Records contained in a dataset
▶

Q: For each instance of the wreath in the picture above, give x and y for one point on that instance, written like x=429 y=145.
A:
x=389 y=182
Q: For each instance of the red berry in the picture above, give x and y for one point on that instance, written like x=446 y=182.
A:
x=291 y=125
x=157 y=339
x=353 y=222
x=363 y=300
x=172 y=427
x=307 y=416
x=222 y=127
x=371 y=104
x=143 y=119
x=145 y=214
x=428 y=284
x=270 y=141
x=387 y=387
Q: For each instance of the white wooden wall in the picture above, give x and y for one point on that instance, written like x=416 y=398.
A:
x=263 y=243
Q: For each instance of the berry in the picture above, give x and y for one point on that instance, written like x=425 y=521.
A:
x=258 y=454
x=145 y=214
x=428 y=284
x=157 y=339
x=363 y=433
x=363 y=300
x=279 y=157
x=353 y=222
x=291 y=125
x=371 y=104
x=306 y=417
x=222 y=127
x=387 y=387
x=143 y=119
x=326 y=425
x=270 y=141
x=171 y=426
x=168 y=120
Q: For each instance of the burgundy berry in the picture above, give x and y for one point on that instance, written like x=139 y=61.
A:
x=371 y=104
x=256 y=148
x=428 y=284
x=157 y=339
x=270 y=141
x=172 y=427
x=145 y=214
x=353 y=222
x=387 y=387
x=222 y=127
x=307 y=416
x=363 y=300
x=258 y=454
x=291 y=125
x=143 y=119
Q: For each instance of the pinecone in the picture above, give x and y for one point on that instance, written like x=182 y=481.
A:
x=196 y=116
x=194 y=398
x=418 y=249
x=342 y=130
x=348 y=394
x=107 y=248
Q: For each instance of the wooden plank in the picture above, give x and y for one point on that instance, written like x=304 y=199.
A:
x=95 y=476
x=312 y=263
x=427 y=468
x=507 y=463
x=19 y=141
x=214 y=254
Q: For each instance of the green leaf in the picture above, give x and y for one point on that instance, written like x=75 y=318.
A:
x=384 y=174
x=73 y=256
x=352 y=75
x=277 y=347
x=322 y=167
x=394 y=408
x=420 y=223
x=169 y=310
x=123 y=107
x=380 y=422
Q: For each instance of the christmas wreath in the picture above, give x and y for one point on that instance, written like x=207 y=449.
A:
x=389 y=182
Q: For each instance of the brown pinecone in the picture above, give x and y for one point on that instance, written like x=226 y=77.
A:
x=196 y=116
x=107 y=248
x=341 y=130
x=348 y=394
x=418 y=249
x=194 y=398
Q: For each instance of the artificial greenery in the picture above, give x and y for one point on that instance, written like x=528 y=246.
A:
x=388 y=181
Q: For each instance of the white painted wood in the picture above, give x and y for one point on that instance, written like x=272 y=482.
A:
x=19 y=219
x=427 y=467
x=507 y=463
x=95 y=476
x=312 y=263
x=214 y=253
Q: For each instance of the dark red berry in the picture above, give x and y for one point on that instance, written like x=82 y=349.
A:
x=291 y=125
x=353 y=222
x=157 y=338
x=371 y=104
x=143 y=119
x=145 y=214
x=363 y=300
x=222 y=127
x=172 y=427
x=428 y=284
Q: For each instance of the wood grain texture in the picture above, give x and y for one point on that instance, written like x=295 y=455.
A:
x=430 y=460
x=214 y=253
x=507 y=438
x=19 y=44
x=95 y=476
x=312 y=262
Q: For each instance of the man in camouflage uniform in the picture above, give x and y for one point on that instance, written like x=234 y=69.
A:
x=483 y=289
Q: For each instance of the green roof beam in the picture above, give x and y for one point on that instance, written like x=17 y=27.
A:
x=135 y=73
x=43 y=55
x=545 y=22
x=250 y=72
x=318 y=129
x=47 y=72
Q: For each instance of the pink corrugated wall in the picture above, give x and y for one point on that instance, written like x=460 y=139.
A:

◀

EXERCISE BRIEF
Determine how many lines of the entries above carry the string "wreath", and give that number alone.

WRITTEN SOLUTION
2